begin Material to process

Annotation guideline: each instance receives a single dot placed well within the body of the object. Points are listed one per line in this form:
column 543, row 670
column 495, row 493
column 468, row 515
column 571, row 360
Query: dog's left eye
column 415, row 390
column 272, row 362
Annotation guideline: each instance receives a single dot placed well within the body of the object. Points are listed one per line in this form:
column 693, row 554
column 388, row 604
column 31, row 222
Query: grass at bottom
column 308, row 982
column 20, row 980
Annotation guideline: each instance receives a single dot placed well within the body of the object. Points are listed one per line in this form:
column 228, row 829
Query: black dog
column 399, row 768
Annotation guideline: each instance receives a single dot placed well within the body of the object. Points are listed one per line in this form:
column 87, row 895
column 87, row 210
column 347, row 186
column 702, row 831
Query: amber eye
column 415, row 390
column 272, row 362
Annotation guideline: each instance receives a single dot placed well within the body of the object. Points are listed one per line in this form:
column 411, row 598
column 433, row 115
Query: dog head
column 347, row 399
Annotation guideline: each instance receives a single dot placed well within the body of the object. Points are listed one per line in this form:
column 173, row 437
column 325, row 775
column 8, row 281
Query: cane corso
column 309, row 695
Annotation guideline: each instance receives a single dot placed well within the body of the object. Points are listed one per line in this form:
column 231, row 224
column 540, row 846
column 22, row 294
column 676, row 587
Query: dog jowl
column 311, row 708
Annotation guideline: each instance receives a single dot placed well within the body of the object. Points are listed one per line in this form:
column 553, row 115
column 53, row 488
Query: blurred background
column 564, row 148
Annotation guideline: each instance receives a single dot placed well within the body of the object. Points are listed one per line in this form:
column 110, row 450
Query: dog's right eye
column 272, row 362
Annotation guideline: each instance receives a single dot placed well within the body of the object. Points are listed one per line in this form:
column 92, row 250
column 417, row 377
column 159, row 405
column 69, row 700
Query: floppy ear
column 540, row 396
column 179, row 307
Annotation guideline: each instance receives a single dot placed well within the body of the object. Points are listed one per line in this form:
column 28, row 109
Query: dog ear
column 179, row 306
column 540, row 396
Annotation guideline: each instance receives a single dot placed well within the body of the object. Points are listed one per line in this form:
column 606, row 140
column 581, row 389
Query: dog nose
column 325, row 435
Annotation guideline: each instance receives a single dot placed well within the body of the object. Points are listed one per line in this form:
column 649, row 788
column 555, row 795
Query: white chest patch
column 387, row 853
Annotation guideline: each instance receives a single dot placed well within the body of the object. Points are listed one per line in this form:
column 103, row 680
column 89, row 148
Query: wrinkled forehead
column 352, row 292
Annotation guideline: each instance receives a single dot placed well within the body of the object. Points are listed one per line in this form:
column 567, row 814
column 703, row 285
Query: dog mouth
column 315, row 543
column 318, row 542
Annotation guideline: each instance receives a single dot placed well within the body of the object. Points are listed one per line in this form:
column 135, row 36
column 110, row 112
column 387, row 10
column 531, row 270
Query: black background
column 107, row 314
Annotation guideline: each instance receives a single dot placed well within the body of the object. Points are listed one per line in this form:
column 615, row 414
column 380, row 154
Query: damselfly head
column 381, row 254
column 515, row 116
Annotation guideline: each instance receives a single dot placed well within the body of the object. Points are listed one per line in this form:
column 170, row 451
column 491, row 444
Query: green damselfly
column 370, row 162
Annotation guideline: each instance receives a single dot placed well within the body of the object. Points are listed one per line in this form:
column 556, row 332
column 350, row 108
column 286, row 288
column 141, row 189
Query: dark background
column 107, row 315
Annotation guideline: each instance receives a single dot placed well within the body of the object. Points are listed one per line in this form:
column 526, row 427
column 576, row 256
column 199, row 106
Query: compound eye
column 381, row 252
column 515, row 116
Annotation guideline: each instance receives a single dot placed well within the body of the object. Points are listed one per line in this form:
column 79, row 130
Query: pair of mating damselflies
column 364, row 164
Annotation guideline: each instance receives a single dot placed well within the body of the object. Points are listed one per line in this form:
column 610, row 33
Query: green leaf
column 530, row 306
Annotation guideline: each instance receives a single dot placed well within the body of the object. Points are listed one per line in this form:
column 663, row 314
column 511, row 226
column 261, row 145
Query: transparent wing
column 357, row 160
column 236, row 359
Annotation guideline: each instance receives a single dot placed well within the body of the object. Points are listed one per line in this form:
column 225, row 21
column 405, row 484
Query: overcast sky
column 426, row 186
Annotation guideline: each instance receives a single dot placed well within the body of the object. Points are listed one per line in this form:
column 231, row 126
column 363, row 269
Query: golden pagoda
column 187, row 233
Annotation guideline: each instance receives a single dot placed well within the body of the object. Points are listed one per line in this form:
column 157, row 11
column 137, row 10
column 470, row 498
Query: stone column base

end Material to process

Directive: Rewrite the listing above from its first line through the line with "column 399, row 768", with "Query" changed to "Label request" and nothing else altered.

Exercise result:
Annotation guideline: each instance receives a single dot placed well within the body of the object. Points are listed one per line in this form:
column 543, row 670
column 495, row 493
column 468, row 515
column 571, row 360
Label request: dog's left eye
column 415, row 390
column 272, row 362
Annotation guideline: each instance receives a single dot placed well within the body of the object. Points are listed one per line in this form:
column 693, row 554
column 388, row 604
column 31, row 222
Label request: grass at bottom
column 308, row 982
column 20, row 980
Annotation guideline: each instance receives a single dot placed well within the body of the object. Points are listed one per line in this form:
column 228, row 829
Label request: black dog
column 399, row 768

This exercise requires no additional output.